*** Opening RECORDS PROVIDED ***
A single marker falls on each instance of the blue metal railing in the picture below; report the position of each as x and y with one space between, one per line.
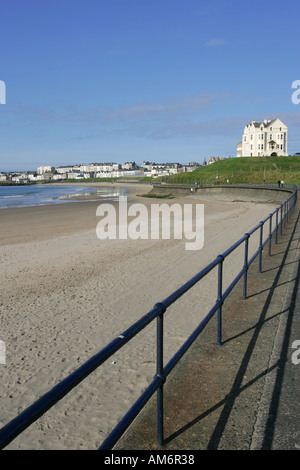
15 427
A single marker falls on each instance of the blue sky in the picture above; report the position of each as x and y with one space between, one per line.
133 80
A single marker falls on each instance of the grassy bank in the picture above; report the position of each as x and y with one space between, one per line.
244 170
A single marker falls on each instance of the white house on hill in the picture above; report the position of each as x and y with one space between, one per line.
264 139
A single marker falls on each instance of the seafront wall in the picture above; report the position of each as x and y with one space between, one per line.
233 193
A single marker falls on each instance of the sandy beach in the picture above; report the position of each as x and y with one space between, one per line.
65 295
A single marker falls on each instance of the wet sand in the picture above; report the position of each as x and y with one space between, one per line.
65 295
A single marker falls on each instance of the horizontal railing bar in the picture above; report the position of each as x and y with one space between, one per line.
179 354
125 422
188 285
43 404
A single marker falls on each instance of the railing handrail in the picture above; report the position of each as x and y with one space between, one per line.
11 430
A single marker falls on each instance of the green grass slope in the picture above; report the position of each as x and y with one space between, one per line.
244 170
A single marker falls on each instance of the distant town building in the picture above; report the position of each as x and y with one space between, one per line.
45 169
265 139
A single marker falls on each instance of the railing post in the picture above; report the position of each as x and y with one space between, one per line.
260 246
246 264
270 235
276 233
159 373
220 297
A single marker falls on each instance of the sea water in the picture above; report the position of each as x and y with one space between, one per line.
41 194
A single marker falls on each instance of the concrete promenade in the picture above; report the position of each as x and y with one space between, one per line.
243 395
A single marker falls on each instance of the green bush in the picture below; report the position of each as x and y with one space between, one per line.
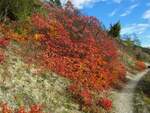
18 9
115 30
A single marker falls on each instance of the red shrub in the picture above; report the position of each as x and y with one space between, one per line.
4 42
106 103
140 65
86 97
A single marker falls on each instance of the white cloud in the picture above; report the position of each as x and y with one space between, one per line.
89 3
118 1
146 15
148 4
83 3
129 10
113 13
135 28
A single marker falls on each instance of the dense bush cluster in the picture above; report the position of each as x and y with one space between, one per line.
140 65
76 47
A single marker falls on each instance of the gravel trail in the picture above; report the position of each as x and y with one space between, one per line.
123 102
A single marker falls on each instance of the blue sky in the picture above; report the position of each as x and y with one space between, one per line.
134 15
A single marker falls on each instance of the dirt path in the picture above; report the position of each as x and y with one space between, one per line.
124 99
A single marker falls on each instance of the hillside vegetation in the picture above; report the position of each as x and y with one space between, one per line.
58 59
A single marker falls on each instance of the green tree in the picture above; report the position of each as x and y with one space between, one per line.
56 2
17 9
115 30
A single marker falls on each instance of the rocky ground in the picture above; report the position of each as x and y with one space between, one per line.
123 100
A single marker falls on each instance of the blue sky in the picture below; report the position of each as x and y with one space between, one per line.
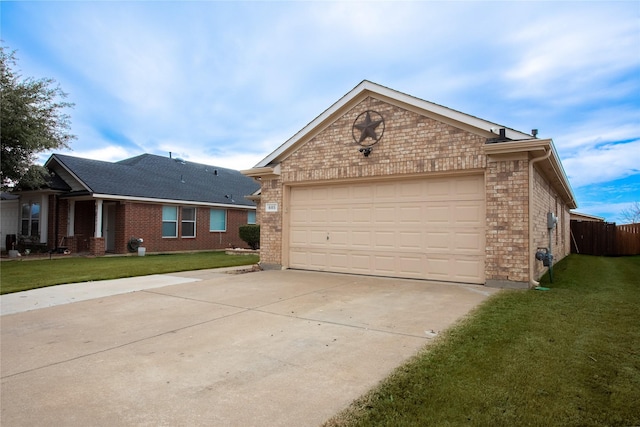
225 83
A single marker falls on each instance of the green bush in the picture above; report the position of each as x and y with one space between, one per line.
250 233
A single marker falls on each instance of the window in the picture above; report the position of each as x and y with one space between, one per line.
169 221
188 222
30 225
217 220
251 217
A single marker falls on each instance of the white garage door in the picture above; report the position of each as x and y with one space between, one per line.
419 228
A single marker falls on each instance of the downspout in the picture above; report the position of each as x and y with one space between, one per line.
532 248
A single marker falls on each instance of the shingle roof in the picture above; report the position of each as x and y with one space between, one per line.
157 177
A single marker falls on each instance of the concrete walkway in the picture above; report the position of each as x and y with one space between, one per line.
271 348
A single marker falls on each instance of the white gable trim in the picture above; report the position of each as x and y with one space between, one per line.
366 88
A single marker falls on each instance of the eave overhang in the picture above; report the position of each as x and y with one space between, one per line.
550 167
366 89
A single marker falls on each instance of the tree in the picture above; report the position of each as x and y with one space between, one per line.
631 214
32 120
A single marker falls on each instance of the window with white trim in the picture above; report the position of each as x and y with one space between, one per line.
188 222
169 221
30 224
251 217
218 220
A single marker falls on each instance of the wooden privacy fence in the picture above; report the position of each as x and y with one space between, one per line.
604 238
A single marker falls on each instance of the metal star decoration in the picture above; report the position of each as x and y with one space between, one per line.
368 128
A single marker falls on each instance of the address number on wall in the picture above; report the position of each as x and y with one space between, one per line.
271 207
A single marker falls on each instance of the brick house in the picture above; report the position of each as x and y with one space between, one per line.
386 184
99 207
*** Closing RECORDS PROVIDED ***
Any picture among the entries must be skipped; copy all else exactly.

A single marker falls on each instance of the blue metal railing in the picture below; report the position of each as x and y with one space between, one per line.
15 427
A single marker falls on each instance of the blue sky in the picture above; report the position of each as x and y with one space between, one per line.
133 80
A single marker falls on each instance of the grassy bank in the picture above; report the position of each as x and y with one space between, one per line.
244 170
A single marker falls on each instance of the white house on hill in the picture above; report the position of each as x and y with one space between, one per line.
264 139
A single marker falls on each instance of the seafront wall in the picture above; report the position of each as x and y with one space between, one per line.
233 193
A single marker falls on each instance of the sandy beach in the picture above; report the position of each as x and y with one space between, one per line.
65 295
A single marker falls on each instance of the wet sand in the picture above; report the position of each as x and y with one space between, one per line.
65 295
A single marker falls on each instance of the horizontal railing bar in the picture above; report the position of each as x and y with one space between, one per line.
179 354
125 422
188 285
43 404
A single marker falls on each instance of the railing handrail in the picture above; report the position of each as x and y with one space between, one per line.
11 430
A single marker falls on each instance of the green grass slope in the picture above; report the position of each as x and y with one space between, one per line.
244 170
A single marker falls on each instance of the distant town building in the picture above; report the position of each as x and y with one space between, one per line.
45 169
265 139
A single marker falls on each instance of the railing post in the picture above; report the position of each as x and y with one space between, one per line.
260 246
246 264
270 235
276 233
159 373
220 297
A single marker falls on each instance of the sea water in the picture above; report the position of each as x and y with one space between, one per line.
41 194
A single marker falls on each instance of the concrete promenade in the picture above; report the position of each as x and y with one space between, one per line.
243 395
A single marker falls on each instance of the green bush in the picture below; report the position of each as x and y with one space between, one per line.
18 9
115 30
A single marker falls on each instance of the red shrub in the picture above; report the position of each as x and y with one space between, one per line.
4 42
106 103
140 65
86 97
A single marker falls on each instance of the white cloud in the picture above; report the position of each as x and y with one space between, one per line.
89 3
118 1
146 15
148 4
83 3
129 10
113 13
135 28
A single marker falls on each instance of the dense bush cluster in the picture above; report the position of each as x and y with one space between, one per line.
140 65
76 47
A single marker falls on each instance of the gravel trail in the picture above; report the position of each as x and y with one space between, one per line.
123 102
A single marker falls on each instance of the blue sky in the picture above; report the position of each as x and y with one space between, one per line.
134 15
A single marker falls on each instance of the dirt path in the picture above; report the position of each as x and y with one space between, one per line.
124 99
A single marker falls on each instance of the hillside vegetation in the picture above; report the position of each as x and y with one space between, one per line.
58 59
A single marker falls on each instance of the green tree in the picture above; report the position of each as x and y with one space between, one per line.
56 2
17 9
115 30
A single marker falls on each instance of the rocky ground in the picture above; report the position of each as x and y with one space between, one per line.
123 100
A single marker falls on each instance of the blue sky in the picture below; report the position of each as x and y with one space between, one per line.
225 83
A single marker falls on each instance of the green bush in the picture above; report the position of each as x and y with one space between, one per line.
250 233
A single marker falls on each instance of the window in the picture above; report the position of each as x and y with one space between, one per line.
169 221
188 222
30 225
217 220
251 217
A single marker falls on each instance of the white garage door in the picture above; report the position of each as x and y with one space between, one per line.
419 228
A single marker falls on each instance of the downspout in the picture above; report the position of each as x and y with one space between, one per line.
532 248
A single marker falls on each instance of the shingle roof in the picture above; report the position of each as x and y with one space between, one per line.
157 177
A single marker falls on each instance of the concrete walkway in the picture above; report the position of each as x and y with one space between, one per line.
271 348
A single marker falls on each instance of the white gable trim in the picture above; report the position of each as x and y with one space between, one per line.
366 88
A single marker falls on each instance of the eave overhang in the picture above; report the position of each as x and y with one space between, one per line.
550 167
366 89
A single marker falls on each instance of the tree in the picture above; report the position of each as x and y with one space between, one per line.
631 214
32 120
A single marker falls on each instance of the window with white trim in the picture above; report the position of each as x and y with one space between, one per line.
188 222
169 221
30 224
251 217
218 220
A single marker falls on each instance of the wooden privacy fence in the picture above; report the position of each as x and y with one space between, one per line.
604 238
A single marker falls on each instance of the metal star decoration in the picture above; report the position of each as x and y with one space between, one per line.
368 128
A single marker falls on each instance of the address number on wall in the picture above; report the position of each as x and y with one space between, one per line.
271 207
A single marker falls on each instance of the brick house in the picture above; report the position of each as x and y with one space between, one per line.
386 184
99 207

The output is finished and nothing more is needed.